Work required
Retype every entry exactly, character for character.

[Items from a data source]
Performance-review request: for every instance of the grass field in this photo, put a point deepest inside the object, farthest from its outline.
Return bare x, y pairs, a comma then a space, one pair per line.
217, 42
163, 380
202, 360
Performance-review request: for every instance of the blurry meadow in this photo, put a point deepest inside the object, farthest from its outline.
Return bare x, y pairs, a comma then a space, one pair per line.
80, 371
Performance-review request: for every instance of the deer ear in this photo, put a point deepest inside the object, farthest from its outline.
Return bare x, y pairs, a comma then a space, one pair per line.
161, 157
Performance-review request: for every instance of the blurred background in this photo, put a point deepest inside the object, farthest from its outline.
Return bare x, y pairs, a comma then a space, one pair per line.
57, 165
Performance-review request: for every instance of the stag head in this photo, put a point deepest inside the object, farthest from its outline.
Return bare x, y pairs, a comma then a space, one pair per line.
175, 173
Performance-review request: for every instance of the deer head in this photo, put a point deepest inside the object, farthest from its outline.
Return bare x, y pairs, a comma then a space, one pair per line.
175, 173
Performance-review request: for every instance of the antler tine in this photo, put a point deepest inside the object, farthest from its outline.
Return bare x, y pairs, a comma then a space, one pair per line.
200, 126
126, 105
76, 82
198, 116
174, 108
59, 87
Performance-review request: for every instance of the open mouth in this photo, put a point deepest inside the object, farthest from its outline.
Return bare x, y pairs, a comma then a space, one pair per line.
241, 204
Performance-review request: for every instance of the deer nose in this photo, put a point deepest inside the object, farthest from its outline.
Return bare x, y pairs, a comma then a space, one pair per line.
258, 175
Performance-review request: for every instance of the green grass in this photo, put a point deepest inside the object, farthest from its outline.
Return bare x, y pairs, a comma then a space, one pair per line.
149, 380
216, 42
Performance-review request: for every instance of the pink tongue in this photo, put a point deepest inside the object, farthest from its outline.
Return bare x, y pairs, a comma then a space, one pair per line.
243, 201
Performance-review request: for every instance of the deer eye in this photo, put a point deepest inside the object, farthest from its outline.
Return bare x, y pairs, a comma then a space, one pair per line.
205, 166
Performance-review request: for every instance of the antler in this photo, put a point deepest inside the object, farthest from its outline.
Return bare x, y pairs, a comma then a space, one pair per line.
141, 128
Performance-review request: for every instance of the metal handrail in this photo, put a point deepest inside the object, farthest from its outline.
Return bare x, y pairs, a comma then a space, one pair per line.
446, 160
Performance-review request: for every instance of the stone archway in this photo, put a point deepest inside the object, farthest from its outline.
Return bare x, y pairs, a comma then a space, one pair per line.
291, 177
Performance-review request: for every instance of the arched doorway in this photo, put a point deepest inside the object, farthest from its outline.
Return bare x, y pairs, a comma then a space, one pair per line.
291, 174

Written solution
Performance-review request: for every instance of the grass field in this photo, put a point deepest inside the object, farthest from its outline.
Return bare x, y pairs, a comma then a space, one pair per line.
217, 42
163, 380
202, 360
Performance-review request: for every instance of the blurry meadow in this photo, put a point deepest inside the object, farthest from its outline.
Return bare x, y pairs, a comma then a space, one pair per line.
80, 371
Performance-review request: for every instance of the deer ear in this photo, put a point deepest inside the object, farthest from its outline.
Return bare x, y pairs, a comma then a space, one pair per line.
161, 157
Performance-review request: for every instance of the blurred background in this photo, put a point deepest inside the object, farthest from its outline.
Return bare x, y pairs, a comma then a space, one pair per line.
57, 165
Performance-review request: for every instance of the stag head in this photo, put a point deepest inside the object, farthest from its outline.
Return bare x, y pairs, a comma then a space, one pair per line.
175, 173
Performance-review request: for every instance of the deer head in this photo, put a point deepest inside the object, farthest from its outline.
Return bare x, y pairs, a comma then a space, one pair per line.
175, 173
Performance-review request: for every instance of the antler tine in this photo, put a point deepest inside the object, farthest from its outline.
Return bare x, y pairs, a comma then a space, one pair per line.
200, 126
126, 105
76, 82
198, 116
174, 108
59, 87
Performance-review request: for every instance of the open mouth in this photo, put a point deepest inside the object, farthest from its outline.
Return bare x, y pairs, a comma then a space, one pair per line.
241, 204
Performance-review request: for every instance of the deer nose in this photo, put a point deepest inside the object, farthest from its outline.
Return bare x, y pairs, a comma then a space, one pair per line.
258, 175
Performance-review request: for every instance of the green grass in this photo, put a point deepest inside the object, farthest from its outline.
Return bare x, y pairs, a comma then a space, one pair per line.
149, 380
216, 42
Performance-review request: for every instance of the pink tongue in this photo, put a point deepest inside the object, farthest from its outline.
Return bare x, y pairs, a comma then a space, one pair per line.
243, 201
Performance-review request: for every instance of the deer eye in this photo, put a point deepest inside the object, farthest from its outline.
Return bare x, y pairs, a comma then a space, one pair per line.
205, 166
Performance-review request: for every instance of the antler in this photo, put a point deepest inside the object, farthest from its outline.
Return bare x, y pairs, a comma then a space, one pair per line.
141, 128
Performance-review request: for every instance of the metal handrail in this photo, put a point deepest inside the object, farthest from its outline.
Return bare x, y pairs, a comma then a space, one pair per line.
446, 160
Performance-review request: for every instance of the stone archway in this photo, put a point deepest inside the object, farthest from its outline.
Return bare x, y pairs, a comma then a space, one pair per line.
291, 177
Performance-review request: for every instance of the arched doorway in this photo, put a point deepest inside the object, farthest from its outline.
Return bare x, y pairs, a comma then a space, one pair per line.
291, 174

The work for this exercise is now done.